(Beginning of Listed records)

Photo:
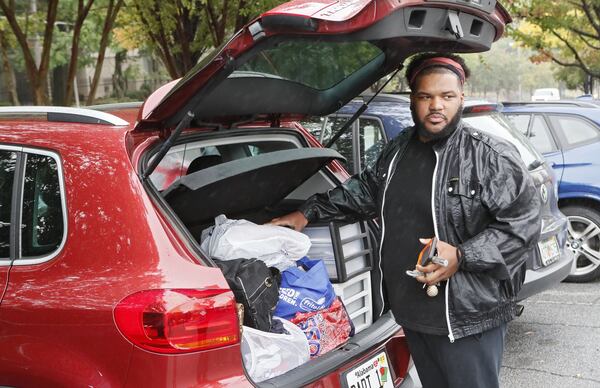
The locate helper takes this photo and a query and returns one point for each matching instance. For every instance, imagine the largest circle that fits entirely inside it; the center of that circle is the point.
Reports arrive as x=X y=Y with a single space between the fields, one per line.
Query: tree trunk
x=82 y=12
x=9 y=73
x=119 y=82
x=111 y=15
x=41 y=85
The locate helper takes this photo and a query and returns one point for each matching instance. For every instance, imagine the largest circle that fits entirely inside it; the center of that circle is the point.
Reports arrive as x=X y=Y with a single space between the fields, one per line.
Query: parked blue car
x=569 y=139
x=387 y=115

(End of Listed records)

**Task statement**
The data is to be printed again exactly, but without its pictures.

**Answer area**
Photo:
The locate helper takes this photo and a query and returns one point for each matching instance. For every instance, imagine the largest circle that fits entirely inside it; the center of that circle is the point.
Reports arrive as x=X y=Y with a single space between the fields, one per line.
Query: tree trunk
x=82 y=12
x=9 y=73
x=119 y=82
x=111 y=15
x=41 y=85
The locate helper takes this photo and a query and returns one point for each matching instance. For every instance, imagine the largest circle that fits entirely inside it; the center of that circle is the point.
Reports arrive as x=X y=Y with a single space between the fields, one per line.
Query: parked blue car
x=569 y=139
x=387 y=115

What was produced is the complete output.